Capital services estimates are derived by weighting changes in real productive capital stocks by a set of weights which reflect relative user costs of the different asset components. Stocks of real productive capital are derived by accumulating flows of new net asset acquisition (that is, flows of investment or gross fixed capital formation (GFCF)) over time. Since today’s capital stock of long-lived assets such as buildings and structures is a function of GFCF over many years, the principal data source for capital services are long time series of GFCF. Moreover, since relative user costs depend, among other factors, on relative asset prices, it is convenient to assemble the source data as (i) a set of current price (CP) GFCF components by asset type and industry and (ii) the corresponding asset price deflators. The constant price or volume GFCF series required for the asset accumulation process can then be derived by deflating the CP estimates, and the deflators can be used to infer relative asset price movements.

For 1997 onwards, our point of departure is a set of detailed GFCF estimates by industry and asset from our Business Investment system. These estimates are consistent with Blue Book 2016.

We have made the following modifications to this dataset:

  • we have made an adjustment to undo the effect of the classification change arising from the transfer of British Nuclear Fuels Ltd between private non-financial corporations and public corporations in 2005 (otherwise the classification change would manifest itself in a very large upward spike in manufacturing GFCF in other machinery and equipment in that year, reflecting the large negative value of the assets transferred)
  • for 3 tangible assets (buildings, vehicles and other machinery and equipment) we have used deflators which vary across industry – these deflators are taken from legacy data from 2010, converted to SIC 2007 and benchmarked to the aggregate asset deflator in the business investment dataset
  • we have adopted a revised deflator for mineral extraction rights as used in the capital stocks dataset
  • we have split software into 2 components, purchased and own-account
  • we have over-written industry-level splits for buildings (1997 to 2001) and vehicles (1997 to 2006) to avoid negative capital stocks – again our alternative source is 2010 legacy data and we are working with our colleagues in the business investment team to address issues with these industry–by-asset estimates

For earlier years we have spliced on market sector GFCF estimates taken from the 2010 legacy dataset. This represents a change from the previous release, which spliced on the nearest equivalent series in the dataset underlying our official capital stock estimates. We believe this change brings about improved consistency between the coverage and scope of the pre- and post-1997 GFCF estimates.

Methodology

Deterioration profiles

The methodology for calculating productive stocks has been revised to align estimates in the capital services system more closely with the national accounts capital stock estimates. This has been achieved by setting depreciation rates such that the total contribution to net stocks that an asset of a particular vintage has over its lifetime is approximately equal in both systems. It is still the case that the form of depreciation differs in the 2 systems, so stock estimates will not be equal even where the underlying GFCF estimates are equal.

As described further below, this change, and a further change to remove assets once they have reached twice their average life length, has very little impact on our results.

# What to work on
1. In the capital services passage, what is the main data source for capital services?
2. From the capital services passage, repeat the part that opens with the words containing "We have made the" and closes with "the assets transferred)".
3. Put this sentence from the capital services passage into French: "These estimates are consistent with Blue Book 2016."

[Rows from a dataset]
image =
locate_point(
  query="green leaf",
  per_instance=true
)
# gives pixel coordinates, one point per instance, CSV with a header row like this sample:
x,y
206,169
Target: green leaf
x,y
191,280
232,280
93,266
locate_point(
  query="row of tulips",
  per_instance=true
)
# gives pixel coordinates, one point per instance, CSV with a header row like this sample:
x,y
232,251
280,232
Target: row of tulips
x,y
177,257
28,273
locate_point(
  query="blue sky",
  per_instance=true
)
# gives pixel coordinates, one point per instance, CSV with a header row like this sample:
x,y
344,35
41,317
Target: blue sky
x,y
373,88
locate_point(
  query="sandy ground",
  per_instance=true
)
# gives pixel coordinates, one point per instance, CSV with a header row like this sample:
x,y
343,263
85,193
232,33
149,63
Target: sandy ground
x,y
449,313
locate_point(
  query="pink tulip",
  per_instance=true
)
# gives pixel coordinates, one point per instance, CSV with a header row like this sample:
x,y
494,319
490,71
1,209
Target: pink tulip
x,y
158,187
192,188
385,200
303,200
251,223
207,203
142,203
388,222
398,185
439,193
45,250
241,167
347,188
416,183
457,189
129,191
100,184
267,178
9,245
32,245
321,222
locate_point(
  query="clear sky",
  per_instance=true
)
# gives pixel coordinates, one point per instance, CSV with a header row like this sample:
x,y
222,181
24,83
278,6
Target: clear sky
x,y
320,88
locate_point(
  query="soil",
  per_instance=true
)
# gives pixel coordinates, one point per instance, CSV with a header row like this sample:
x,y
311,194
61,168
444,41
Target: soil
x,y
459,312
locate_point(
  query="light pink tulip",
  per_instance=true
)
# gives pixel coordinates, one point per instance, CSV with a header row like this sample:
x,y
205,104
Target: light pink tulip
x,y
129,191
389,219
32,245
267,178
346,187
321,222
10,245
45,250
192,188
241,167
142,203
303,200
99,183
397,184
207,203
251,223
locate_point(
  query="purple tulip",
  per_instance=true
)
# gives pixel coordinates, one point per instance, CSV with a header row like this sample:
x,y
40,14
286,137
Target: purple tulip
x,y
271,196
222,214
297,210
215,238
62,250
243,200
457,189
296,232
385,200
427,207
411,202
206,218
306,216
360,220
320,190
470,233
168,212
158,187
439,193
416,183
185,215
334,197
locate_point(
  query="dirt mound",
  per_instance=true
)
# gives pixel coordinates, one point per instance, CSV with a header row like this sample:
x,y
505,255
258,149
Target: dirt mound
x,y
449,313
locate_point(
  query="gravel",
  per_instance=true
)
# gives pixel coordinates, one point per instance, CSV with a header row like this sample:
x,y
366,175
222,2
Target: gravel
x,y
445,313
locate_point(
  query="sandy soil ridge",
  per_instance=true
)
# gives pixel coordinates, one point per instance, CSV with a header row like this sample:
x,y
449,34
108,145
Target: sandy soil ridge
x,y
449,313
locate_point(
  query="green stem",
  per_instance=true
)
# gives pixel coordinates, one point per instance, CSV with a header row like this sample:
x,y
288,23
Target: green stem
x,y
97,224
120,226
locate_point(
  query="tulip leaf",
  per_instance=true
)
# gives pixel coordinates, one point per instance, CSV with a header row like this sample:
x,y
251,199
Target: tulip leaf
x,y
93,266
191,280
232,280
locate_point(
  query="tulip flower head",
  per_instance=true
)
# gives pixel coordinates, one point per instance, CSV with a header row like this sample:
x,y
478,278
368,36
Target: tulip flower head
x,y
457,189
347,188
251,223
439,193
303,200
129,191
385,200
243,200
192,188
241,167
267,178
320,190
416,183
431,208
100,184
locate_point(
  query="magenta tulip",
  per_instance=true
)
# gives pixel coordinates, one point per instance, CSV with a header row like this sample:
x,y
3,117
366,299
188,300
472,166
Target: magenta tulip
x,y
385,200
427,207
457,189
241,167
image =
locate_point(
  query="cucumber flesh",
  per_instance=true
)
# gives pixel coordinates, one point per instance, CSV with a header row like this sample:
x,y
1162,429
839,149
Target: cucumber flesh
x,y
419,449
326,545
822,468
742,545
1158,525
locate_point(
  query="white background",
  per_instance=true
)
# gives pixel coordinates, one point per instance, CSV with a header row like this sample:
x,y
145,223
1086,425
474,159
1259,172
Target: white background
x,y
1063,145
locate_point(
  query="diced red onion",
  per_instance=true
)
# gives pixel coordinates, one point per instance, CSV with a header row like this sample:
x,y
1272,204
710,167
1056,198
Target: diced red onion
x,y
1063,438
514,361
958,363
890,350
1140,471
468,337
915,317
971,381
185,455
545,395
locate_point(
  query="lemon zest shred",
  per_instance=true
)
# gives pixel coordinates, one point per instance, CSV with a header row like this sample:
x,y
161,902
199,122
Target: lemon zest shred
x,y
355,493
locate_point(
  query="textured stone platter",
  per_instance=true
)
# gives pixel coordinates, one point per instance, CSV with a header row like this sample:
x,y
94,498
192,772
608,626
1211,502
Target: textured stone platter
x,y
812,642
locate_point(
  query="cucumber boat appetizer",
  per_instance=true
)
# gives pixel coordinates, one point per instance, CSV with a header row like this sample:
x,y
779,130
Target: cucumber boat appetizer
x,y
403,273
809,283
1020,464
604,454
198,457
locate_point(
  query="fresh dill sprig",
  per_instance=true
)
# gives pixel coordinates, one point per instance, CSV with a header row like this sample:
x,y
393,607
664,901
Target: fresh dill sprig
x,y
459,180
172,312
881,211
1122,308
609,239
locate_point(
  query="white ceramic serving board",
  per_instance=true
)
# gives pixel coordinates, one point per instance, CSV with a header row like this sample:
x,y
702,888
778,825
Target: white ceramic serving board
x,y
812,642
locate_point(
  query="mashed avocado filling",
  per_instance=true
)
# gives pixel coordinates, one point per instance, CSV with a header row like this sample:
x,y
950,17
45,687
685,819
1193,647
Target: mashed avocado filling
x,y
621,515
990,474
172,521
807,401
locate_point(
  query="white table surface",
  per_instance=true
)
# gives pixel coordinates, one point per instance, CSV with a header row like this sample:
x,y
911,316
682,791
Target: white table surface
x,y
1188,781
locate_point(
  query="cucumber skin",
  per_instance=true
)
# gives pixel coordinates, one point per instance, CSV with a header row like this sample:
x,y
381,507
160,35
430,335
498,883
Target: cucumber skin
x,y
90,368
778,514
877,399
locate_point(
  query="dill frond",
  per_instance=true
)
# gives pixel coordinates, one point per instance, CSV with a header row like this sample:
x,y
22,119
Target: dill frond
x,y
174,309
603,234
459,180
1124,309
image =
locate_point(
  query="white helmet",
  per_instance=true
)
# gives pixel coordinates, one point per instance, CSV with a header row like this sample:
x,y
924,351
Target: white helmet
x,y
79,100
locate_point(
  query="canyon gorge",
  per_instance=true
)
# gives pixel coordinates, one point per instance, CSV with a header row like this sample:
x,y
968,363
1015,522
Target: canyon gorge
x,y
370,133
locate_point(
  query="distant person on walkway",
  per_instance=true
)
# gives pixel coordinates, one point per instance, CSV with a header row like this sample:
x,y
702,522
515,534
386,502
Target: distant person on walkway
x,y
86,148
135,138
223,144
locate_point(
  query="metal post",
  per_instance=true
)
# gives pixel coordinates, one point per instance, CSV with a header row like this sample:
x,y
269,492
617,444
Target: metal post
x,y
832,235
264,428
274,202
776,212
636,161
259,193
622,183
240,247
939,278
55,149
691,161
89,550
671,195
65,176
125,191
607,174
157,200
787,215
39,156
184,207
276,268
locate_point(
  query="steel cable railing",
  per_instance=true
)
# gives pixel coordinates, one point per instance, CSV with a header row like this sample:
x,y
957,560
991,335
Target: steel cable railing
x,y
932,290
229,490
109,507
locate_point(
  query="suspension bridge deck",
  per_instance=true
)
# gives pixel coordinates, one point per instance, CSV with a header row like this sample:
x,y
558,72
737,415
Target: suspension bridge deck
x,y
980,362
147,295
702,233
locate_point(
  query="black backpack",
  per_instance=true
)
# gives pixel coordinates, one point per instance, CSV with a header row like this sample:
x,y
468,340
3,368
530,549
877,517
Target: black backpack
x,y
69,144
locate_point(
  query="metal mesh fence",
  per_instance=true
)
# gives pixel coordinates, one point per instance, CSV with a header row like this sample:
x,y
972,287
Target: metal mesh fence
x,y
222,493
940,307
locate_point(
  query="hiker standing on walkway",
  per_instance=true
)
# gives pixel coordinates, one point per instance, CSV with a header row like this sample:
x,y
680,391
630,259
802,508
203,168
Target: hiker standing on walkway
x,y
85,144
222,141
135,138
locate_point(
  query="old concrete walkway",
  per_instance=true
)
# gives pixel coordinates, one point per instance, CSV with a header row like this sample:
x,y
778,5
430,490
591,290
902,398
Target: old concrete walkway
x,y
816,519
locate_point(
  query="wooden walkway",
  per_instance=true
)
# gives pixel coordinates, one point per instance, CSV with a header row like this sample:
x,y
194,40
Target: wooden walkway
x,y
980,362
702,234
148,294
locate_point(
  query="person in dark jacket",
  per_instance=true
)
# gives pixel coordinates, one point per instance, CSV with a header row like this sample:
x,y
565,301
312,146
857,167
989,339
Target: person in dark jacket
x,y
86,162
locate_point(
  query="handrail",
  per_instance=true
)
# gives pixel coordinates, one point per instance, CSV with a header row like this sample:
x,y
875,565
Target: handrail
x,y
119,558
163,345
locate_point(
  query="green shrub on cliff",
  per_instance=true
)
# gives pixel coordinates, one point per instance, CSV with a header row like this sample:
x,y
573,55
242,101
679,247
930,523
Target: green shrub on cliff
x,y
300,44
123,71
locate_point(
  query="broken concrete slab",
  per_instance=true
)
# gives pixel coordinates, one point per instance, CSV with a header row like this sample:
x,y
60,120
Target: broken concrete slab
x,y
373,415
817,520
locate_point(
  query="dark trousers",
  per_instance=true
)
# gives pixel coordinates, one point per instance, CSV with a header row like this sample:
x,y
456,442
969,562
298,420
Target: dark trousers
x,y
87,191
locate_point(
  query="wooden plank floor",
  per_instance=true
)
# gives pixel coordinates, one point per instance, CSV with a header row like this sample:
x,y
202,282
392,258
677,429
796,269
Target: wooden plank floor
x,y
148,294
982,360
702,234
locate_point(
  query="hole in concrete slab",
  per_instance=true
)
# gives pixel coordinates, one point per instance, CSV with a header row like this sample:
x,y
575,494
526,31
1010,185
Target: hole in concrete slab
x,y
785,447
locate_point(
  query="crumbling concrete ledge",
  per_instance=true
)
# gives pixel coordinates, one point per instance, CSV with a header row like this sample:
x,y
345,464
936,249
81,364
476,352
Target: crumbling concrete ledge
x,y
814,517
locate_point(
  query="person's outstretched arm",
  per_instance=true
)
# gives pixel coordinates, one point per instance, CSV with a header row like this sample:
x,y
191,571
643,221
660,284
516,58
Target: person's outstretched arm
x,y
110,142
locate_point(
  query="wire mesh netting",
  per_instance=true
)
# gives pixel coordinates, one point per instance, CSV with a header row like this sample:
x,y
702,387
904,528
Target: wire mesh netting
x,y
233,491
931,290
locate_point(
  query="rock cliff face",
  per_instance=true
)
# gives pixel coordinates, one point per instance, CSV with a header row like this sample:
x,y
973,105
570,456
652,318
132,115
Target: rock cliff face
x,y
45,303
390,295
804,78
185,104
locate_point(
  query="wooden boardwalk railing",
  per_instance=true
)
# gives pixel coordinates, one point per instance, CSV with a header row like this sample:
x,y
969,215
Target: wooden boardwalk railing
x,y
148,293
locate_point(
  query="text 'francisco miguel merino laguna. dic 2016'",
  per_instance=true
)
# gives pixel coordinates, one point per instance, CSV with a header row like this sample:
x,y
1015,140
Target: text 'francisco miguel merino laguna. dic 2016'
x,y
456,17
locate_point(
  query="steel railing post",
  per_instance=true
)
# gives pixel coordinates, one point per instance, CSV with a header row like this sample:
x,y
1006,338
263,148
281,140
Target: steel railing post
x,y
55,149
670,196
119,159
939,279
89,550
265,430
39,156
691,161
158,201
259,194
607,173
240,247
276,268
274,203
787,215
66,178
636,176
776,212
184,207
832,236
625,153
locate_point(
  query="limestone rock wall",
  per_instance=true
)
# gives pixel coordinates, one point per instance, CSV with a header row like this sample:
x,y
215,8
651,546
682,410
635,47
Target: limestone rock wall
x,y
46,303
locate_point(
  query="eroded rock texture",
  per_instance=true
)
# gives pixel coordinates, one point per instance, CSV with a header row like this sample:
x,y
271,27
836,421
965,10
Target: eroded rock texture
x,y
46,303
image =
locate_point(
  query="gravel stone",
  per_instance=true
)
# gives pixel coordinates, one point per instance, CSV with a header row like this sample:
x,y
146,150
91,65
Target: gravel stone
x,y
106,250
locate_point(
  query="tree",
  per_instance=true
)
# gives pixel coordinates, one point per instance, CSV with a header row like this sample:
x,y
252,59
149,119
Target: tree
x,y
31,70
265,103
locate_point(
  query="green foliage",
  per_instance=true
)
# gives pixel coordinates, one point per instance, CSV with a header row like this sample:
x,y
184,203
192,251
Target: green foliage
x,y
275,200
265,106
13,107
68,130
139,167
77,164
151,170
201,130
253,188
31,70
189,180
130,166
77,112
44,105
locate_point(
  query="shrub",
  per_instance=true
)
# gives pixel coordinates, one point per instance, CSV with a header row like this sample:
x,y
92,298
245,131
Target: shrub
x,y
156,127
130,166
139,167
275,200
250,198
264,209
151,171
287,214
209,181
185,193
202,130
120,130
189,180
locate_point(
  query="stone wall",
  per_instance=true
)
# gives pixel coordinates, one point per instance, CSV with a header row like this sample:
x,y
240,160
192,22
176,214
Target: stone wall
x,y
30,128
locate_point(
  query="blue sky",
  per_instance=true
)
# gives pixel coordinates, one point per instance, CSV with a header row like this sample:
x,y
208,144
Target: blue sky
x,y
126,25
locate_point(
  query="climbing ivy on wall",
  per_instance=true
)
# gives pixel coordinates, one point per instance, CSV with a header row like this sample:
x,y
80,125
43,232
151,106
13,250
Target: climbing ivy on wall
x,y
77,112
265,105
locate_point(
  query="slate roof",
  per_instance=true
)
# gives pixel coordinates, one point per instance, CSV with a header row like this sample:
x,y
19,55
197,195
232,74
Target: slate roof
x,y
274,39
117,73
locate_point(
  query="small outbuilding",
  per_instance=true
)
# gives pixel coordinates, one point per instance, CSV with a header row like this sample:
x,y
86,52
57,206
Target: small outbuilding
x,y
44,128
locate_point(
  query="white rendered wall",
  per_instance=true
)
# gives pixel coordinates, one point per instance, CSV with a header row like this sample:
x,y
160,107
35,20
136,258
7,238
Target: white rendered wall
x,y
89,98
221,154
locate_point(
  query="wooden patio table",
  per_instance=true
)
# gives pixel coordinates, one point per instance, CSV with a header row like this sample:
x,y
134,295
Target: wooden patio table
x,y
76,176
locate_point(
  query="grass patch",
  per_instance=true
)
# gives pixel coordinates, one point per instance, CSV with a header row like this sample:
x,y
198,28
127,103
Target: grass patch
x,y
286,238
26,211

# Responses
1. Long time series of gross fixed capital formation (GFCF).

2.
We have made the following modifications to this dataset:

  • we have made an adjustment to undo the effect of the classification change arising from the transfer of British Nuclear Fuels Ltd between private non-financial corporations and public corporations in 2005 (otherwise the classification change would manifest itself in a very large upward spike in manufacturing GFCF in other machinery and equipment in that year, reflecting the large negative value of the assets transferred)

3. Ces estimations sont cohérentes avec le Blue Book 2016.